Exercise task:
Please reproduce the data from the line containing "Please annotate the gilt" through the end of the data, requests included, and output nothing else. In the answers, rescale every coordinate by 1.1 and round to whole numbers (halves round up), keep the numbers in the requests and their format samples unchanged, and leave out the pictures.

Entries from a pointing dataset
━━━
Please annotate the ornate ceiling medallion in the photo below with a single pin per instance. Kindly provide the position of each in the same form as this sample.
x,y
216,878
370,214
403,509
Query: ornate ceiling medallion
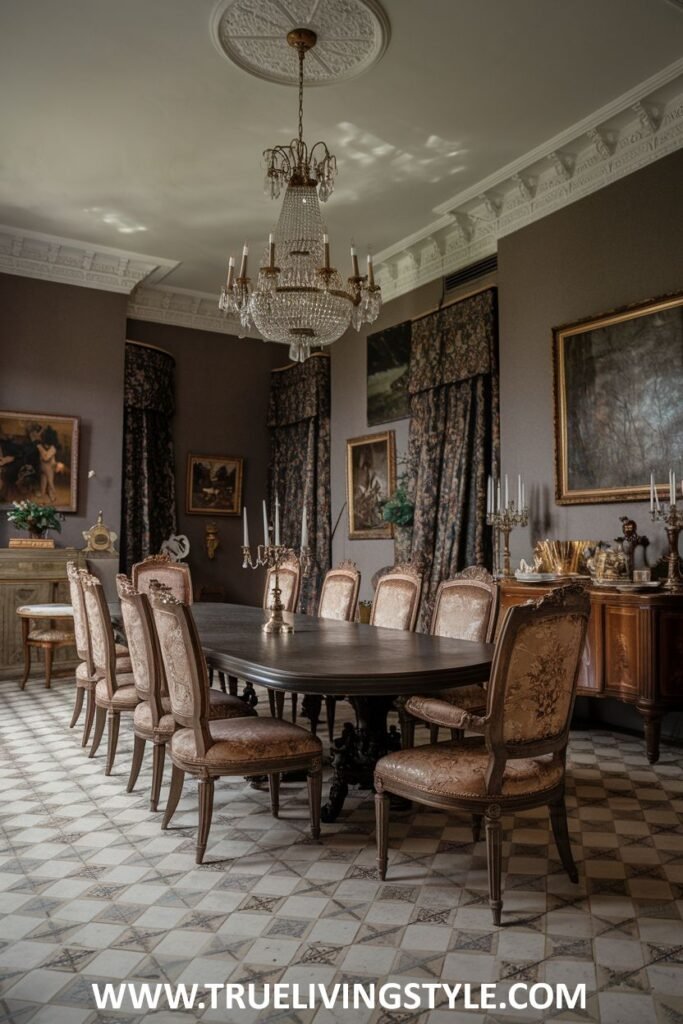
x,y
352,35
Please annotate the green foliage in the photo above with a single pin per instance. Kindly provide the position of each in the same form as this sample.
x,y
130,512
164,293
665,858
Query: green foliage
x,y
35,517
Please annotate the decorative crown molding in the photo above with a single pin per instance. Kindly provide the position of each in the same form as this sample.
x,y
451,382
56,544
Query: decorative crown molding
x,y
634,130
31,254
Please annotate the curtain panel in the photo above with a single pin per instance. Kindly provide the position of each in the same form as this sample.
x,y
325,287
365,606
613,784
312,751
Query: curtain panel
x,y
454,437
299,473
148,515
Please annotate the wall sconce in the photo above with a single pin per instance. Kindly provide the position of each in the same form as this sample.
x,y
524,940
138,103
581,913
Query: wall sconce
x,y
211,542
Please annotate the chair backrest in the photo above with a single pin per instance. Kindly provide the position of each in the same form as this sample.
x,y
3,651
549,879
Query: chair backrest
x,y
465,606
99,630
339,596
534,676
184,666
396,599
80,619
142,645
290,581
175,576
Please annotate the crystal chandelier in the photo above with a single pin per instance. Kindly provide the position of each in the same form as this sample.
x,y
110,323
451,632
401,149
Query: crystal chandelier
x,y
299,299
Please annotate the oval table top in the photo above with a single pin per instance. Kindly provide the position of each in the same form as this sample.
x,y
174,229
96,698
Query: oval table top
x,y
332,657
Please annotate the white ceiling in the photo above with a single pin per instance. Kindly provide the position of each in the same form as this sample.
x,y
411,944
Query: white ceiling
x,y
122,125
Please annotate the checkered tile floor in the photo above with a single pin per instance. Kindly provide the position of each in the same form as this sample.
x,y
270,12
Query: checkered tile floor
x,y
91,889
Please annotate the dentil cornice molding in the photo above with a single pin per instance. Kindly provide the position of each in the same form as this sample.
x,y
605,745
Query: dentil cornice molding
x,y
30,254
629,133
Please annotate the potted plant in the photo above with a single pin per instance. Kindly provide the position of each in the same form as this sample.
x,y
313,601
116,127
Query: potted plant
x,y
35,518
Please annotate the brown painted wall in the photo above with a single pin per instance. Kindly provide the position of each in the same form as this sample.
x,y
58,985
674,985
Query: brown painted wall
x,y
61,351
620,246
221,402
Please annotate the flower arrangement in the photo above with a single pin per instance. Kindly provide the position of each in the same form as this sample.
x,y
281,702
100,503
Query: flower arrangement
x,y
37,519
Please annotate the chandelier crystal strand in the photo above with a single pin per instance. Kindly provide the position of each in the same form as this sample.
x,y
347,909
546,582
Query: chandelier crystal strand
x,y
299,299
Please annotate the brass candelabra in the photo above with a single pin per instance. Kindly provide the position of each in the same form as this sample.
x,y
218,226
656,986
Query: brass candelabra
x,y
505,520
673,523
273,556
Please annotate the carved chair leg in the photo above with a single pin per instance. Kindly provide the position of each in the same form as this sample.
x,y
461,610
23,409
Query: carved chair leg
x,y
382,824
136,764
100,722
206,812
330,714
274,793
495,859
78,707
158,755
89,717
314,779
113,722
177,778
558,819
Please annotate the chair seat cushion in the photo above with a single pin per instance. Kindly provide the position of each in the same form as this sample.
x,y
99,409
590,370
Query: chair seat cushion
x,y
125,697
247,744
226,706
52,636
459,771
142,722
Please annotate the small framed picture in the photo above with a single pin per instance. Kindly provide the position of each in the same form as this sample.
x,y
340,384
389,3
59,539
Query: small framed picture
x,y
371,479
39,460
214,484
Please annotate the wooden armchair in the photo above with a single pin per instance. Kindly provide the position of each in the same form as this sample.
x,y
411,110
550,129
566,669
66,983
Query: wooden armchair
x,y
209,750
464,609
517,760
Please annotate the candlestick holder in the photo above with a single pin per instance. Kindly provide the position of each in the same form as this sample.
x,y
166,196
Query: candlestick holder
x,y
504,521
673,523
273,556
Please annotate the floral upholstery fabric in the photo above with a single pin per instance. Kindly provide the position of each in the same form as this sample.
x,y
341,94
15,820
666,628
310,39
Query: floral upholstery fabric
x,y
248,742
457,770
539,685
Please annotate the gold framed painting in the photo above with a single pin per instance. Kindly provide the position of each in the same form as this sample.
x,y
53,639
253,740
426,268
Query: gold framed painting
x,y
39,459
371,479
619,417
214,484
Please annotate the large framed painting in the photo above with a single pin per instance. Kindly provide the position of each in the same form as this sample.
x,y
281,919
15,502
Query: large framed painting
x,y
619,415
39,459
214,484
371,479
388,361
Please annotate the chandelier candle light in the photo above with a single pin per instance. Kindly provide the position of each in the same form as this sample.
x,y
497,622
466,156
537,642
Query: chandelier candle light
x,y
272,556
300,299
673,522
505,515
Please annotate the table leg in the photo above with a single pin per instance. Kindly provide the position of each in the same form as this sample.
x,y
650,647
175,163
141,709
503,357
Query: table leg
x,y
26,629
356,752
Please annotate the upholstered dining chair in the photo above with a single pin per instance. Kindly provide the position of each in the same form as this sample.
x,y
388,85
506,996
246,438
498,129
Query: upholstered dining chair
x,y
517,759
153,719
175,576
396,601
465,608
86,677
115,690
209,750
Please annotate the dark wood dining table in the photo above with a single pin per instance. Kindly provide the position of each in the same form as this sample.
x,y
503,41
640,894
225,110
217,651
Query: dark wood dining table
x,y
371,667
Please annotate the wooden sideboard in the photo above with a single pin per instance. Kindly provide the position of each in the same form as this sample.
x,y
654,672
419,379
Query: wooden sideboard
x,y
634,650
30,577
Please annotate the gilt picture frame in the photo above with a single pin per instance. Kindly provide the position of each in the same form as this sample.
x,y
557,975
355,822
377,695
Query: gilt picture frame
x,y
39,459
371,479
617,381
214,484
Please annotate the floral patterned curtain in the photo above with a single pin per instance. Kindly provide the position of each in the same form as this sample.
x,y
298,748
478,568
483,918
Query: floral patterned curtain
x,y
454,438
148,482
299,422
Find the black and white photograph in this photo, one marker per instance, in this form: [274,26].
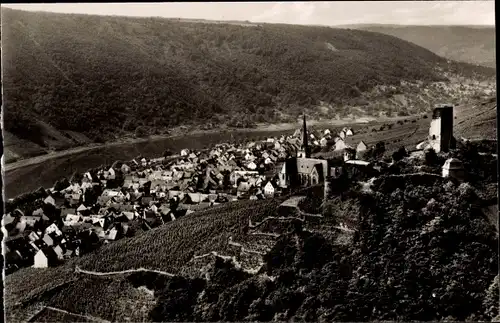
━━━
Written solution:
Please annotate the gilt picture frame in the photo above with a single pin per instance. Kindly provide the position of each in the same form as this sample.
x,y
557,975
355,822
377,695
Query: gilt picture frame
x,y
43,505
408,527
679,419
235,532
Please annotate the floral patterned curtain in the photo above with a single pin per instance. Kindly provide the position of each in the same form as this sample.
x,y
298,748
478,568
483,918
Query: floral patterned curtain
x,y
499,482
163,530
329,464
Find the black and white photograph in this photo, one marker per instance, in this form: [274,26].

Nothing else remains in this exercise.